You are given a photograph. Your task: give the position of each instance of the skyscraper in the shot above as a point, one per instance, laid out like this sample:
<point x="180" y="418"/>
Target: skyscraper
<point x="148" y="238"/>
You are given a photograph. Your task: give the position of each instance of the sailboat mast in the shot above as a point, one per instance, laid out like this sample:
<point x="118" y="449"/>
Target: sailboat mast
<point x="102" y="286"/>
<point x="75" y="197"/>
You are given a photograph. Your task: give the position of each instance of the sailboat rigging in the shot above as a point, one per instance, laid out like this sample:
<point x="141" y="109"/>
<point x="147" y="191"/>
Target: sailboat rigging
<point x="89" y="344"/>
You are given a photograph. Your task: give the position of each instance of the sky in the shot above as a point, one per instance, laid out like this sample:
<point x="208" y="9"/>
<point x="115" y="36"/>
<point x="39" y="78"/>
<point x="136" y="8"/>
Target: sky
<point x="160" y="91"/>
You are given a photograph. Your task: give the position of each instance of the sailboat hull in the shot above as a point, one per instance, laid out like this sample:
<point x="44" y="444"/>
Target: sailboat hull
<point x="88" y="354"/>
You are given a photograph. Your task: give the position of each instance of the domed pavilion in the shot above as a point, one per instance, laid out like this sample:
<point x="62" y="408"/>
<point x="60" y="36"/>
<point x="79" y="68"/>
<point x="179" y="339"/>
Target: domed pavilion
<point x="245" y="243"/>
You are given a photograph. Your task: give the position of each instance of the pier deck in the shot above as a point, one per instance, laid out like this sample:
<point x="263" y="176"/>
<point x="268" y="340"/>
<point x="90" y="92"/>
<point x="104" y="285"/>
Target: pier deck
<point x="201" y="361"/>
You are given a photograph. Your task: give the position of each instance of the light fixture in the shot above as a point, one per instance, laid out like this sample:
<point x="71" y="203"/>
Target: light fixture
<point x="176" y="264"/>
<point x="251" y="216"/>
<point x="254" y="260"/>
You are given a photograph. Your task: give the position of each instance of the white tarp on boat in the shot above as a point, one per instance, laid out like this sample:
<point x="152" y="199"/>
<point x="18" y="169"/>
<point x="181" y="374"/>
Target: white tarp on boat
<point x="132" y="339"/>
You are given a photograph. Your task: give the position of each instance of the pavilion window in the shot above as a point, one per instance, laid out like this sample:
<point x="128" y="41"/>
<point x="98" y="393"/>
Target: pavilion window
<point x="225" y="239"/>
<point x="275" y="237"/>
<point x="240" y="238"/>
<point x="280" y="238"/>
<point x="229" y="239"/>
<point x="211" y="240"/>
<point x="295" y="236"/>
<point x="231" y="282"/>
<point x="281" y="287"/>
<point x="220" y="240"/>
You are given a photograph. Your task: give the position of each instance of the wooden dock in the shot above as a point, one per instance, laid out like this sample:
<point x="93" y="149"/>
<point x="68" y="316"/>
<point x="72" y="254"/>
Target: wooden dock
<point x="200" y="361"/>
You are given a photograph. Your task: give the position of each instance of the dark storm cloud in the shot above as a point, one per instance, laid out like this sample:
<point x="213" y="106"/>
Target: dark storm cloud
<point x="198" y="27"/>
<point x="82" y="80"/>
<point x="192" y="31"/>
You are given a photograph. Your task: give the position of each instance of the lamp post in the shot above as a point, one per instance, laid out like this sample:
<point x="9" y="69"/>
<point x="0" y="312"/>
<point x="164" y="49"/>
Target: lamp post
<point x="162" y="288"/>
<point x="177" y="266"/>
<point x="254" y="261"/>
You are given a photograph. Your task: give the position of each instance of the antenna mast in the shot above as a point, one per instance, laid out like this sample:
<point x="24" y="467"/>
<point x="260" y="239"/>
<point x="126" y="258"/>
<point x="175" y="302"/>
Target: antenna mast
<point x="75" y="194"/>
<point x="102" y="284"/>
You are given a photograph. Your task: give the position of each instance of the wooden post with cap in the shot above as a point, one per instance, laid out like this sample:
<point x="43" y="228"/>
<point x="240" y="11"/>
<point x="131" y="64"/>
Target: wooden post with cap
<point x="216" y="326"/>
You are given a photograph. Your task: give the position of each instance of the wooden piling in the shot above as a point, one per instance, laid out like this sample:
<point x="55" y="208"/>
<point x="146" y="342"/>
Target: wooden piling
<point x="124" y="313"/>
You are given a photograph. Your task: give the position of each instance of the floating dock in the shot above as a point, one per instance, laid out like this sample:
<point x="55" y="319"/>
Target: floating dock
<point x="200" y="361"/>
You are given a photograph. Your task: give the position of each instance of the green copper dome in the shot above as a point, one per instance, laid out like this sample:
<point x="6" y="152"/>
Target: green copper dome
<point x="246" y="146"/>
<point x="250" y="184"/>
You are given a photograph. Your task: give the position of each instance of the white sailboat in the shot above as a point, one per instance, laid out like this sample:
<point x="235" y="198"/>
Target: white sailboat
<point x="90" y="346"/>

Task directions: Reproduce all of the data above, substituting "occurrence" for every occurrence of "instance" and leaving everything else untouched.

Completed task:
You are given a photograph. Your task: give the position of each occurrence of the skyscraper in the shot above as a point, one per occurrence, laid out like this sample:
<point x="180" y="418"/>
Target: skyscraper
<point x="148" y="238"/>
You are given a photograph. Your task: give the position of each occurrence of the sailboat mast in the shot above as a point, one per occurrence, laid out like this sample:
<point x="118" y="449"/>
Target: sailboat mast
<point x="102" y="286"/>
<point x="75" y="197"/>
You are given a photograph. Your task: give the position of each occurrence of the sailboat rigging in the shot above as a point, one per occurrence, laid out like this sample:
<point x="141" y="109"/>
<point x="147" y="191"/>
Target: sailboat rigging
<point x="89" y="344"/>
You are given a photograph. Your task: give the position of each occurrence of the sky in the shot above as a point, one per occurrence, laid out like this sample:
<point x="208" y="9"/>
<point x="115" y="36"/>
<point x="39" y="78"/>
<point x="136" y="8"/>
Target: sky
<point x="160" y="91"/>
You are given a photograph. Your task: give the position of each occurrence of the sailboat hull in the shot above as a point, one per occurrence, laid out like this sample:
<point x="44" y="444"/>
Target: sailboat hull
<point x="88" y="354"/>
You are given a photograph. Your task: give the position of each occurrence of the domed pavilion in the shot above as a point, one per occurrence, laid out like this sample:
<point x="62" y="408"/>
<point x="60" y="36"/>
<point x="79" y="68"/>
<point x="179" y="339"/>
Target: domed pavilion
<point x="245" y="243"/>
You are given a photograph. Your task: give the position of each occurrence of the pier deck in the shot above as a point, one per occurrence, laid out like this sample:
<point x="263" y="176"/>
<point x="268" y="340"/>
<point x="90" y="92"/>
<point x="104" y="285"/>
Target: pier deck
<point x="201" y="361"/>
You are given a photograph. Your task: give the position of each occurrence of the light fixture in the shot above as a point, one per occurrence, laid out like this sample:
<point x="71" y="203"/>
Target: light fixture
<point x="176" y="264"/>
<point x="251" y="216"/>
<point x="254" y="260"/>
You are given a photograph. Your task: give the position of each occurrence of the white tarp on boat in the shot above as a point, one per occurrence, laid out like this sample:
<point x="152" y="199"/>
<point x="18" y="169"/>
<point x="181" y="374"/>
Target: white tarp on boat
<point x="132" y="339"/>
You are given a photograph. Your task: give the position of each occurrence of the pavilion window in the shot above as a point, one per occurrence, laid out like this sample:
<point x="128" y="41"/>
<point x="98" y="393"/>
Target: pavilion window
<point x="225" y="239"/>
<point x="275" y="237"/>
<point x="240" y="238"/>
<point x="280" y="238"/>
<point x="229" y="239"/>
<point x="211" y="240"/>
<point x="295" y="236"/>
<point x="231" y="282"/>
<point x="281" y="287"/>
<point x="220" y="240"/>
You are given a photograph. Your task: give the position of each occurrence of the wooden dock in the shot above as a point, one per occurrence, laid out like this sample:
<point x="93" y="149"/>
<point x="68" y="316"/>
<point x="72" y="254"/>
Target: wooden dock
<point x="200" y="361"/>
You are given a photograph. Your task: give the position of each occurrence of the dark storm cloud in the shot above as a point, one per occurrence, laid out like this sample:
<point x="213" y="106"/>
Target: dark storm cloud
<point x="198" y="27"/>
<point x="82" y="80"/>
<point x="192" y="31"/>
You are given a photograph. Your task: give the position of each occurrence of the lamp post in the shot above as a point, one per occurrence, laid out like this sample:
<point x="9" y="69"/>
<point x="0" y="312"/>
<point x="164" y="49"/>
Target: lamp post
<point x="162" y="288"/>
<point x="177" y="266"/>
<point x="254" y="261"/>
You are given a photograph. Your task: give the position of each occurrence of the antenna mast in the shot above as a point, one per occurrence, laid out like this sample:
<point x="24" y="467"/>
<point x="260" y="239"/>
<point x="126" y="258"/>
<point x="175" y="302"/>
Target: antenna mast
<point x="75" y="194"/>
<point x="102" y="284"/>
You are given a photograph. Your task: give the position of each occurrence of the wooden post with cap in the shot above as a point, one per occurrence, laid out like this sample:
<point x="43" y="228"/>
<point x="240" y="11"/>
<point x="131" y="64"/>
Target: wooden post with cap
<point x="216" y="326"/>
You are given a photograph. Your task: give the position of each occurrence of the wooden piling in the shot above as a point, one per occurrence, laid out like this sample:
<point x="55" y="208"/>
<point x="146" y="342"/>
Target: wooden piling
<point x="124" y="313"/>
You are given a photograph. Your task: give the position of each occurrence of the floating dock in the shot above as a point, one per occurrence, laid out like this sample:
<point x="55" y="319"/>
Target: floating dock
<point x="200" y="361"/>
You are given a photograph. Your task: give the position of each occurrence of the green copper dome in the shot above as a point, one per occurrence, laid out like this sample:
<point x="6" y="152"/>
Target: green copper dome
<point x="246" y="146"/>
<point x="250" y="184"/>
You are given a photograph. Your task: give the position of each occurrence of the white sailboat in the shot above as a point, one per occurrence, laid out like this sample:
<point x="235" y="198"/>
Target: white sailboat
<point x="90" y="346"/>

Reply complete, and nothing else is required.